-- Record extracts follows --
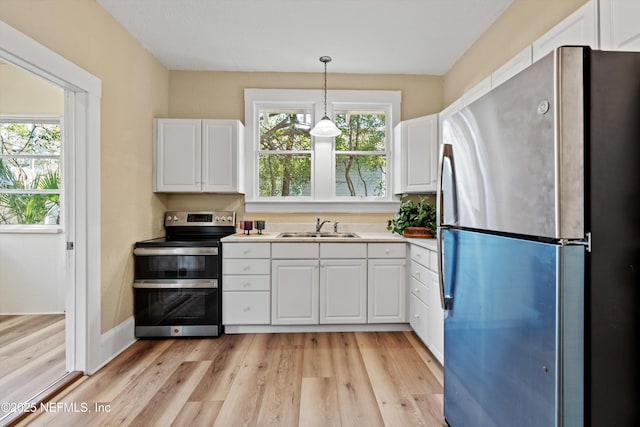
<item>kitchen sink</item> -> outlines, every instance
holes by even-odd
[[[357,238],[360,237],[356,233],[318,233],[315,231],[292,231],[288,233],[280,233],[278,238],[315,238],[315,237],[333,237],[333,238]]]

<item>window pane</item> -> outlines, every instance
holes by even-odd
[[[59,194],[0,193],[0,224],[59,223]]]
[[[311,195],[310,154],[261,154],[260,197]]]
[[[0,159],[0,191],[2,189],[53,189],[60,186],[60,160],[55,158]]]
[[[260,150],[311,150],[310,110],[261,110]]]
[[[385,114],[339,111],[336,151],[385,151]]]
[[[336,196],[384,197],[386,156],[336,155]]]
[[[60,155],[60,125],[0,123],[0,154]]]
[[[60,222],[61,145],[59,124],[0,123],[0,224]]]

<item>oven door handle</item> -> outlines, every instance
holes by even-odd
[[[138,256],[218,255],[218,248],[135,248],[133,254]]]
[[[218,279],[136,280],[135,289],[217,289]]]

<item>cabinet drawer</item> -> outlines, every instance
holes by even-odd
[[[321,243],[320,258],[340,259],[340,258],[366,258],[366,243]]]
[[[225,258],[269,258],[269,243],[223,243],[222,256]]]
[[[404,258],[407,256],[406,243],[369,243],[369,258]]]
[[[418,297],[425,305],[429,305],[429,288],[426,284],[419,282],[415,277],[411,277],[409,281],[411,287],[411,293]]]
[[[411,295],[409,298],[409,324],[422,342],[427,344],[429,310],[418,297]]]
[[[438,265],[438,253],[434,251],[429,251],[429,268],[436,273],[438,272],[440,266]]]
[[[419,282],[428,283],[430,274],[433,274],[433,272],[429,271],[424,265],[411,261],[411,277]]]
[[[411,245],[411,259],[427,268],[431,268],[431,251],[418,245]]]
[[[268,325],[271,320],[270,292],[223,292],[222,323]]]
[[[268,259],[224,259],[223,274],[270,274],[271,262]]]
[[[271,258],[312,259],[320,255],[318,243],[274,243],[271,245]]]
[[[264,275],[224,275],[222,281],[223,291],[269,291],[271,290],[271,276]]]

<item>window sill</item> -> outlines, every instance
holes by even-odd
-- Record extracts concluded --
Exercise instructions: If a line of the data contains the word "item", it counts toward the total; state that total alone.

Exercise output: 5